**Problem:** Rewrite the stretch of data from the line containing "of the green" through the end of the data, both ends included, and keep the requests unchanged. Scale every x and y coordinate in the answers by 2.2, rounding to whole numbers with halves rounded up.

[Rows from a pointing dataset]
— begin —
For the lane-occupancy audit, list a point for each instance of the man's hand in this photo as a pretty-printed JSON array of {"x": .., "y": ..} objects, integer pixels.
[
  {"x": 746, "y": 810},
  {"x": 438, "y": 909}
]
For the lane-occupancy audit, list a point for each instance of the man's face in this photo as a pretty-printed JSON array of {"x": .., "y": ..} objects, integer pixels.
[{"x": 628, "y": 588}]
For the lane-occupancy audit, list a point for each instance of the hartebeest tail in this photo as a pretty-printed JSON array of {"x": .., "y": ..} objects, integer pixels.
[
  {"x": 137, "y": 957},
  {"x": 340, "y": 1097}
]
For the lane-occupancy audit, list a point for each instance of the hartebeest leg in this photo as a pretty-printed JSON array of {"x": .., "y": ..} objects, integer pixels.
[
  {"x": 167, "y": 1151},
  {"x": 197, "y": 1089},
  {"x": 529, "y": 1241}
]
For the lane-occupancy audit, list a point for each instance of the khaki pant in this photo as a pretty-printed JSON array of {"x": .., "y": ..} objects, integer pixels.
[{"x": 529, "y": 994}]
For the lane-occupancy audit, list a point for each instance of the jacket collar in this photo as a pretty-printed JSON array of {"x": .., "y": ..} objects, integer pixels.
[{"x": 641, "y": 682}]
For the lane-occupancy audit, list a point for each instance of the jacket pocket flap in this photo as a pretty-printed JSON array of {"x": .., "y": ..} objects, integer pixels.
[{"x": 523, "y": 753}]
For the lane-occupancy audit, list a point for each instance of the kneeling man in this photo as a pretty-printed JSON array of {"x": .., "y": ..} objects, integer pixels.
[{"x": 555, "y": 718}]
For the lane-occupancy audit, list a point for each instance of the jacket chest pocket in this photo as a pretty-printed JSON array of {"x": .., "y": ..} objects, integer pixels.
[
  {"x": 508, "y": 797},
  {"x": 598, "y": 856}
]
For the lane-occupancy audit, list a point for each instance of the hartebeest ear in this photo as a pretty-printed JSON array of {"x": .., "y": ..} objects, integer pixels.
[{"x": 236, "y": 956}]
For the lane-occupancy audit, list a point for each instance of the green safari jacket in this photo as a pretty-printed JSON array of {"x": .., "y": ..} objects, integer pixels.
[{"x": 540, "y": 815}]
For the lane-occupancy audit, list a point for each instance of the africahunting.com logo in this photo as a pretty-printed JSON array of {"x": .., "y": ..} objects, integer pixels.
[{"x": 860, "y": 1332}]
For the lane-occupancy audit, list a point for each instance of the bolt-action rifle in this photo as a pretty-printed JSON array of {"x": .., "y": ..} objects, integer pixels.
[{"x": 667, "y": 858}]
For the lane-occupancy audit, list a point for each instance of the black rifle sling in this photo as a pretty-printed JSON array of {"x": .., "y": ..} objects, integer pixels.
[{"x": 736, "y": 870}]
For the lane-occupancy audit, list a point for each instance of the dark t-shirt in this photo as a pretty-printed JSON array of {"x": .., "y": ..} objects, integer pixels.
— end —
**Task solution:**
For the lane-occupancy audit, list a point for each instance of the green safari jacket in this photo as a pretty-printed JSON array of {"x": .., "y": ..} objects, integer pixels.
[{"x": 1188, "y": 1793}]
For the lane-occupancy audit, list a point for each instance of the africahunting.com logo in this photo as a pretty-printed JSON array of {"x": .., "y": ..} objects, integer pixels.
[{"x": 1892, "y": 2930}]
For the lane-occupancy audit, list a point for each instance of the bolt-action rifle in this photo as a pretty-printed JSON array of {"x": .., "y": ..} objects, integer pixels.
[{"x": 1467, "y": 1888}]
For the lane-occupancy audit, list a point for each instance of the black rifle sling in this photo as a pretty-printed JSON array of {"x": .., "y": ..} objects, integer pixels.
[{"x": 1619, "y": 1914}]
For the lane-occupancy audit, list a point for each instance of the dark t-shirt in this photo as a pretty-printed JSON array of {"x": .., "y": ..} objects, integer pixels.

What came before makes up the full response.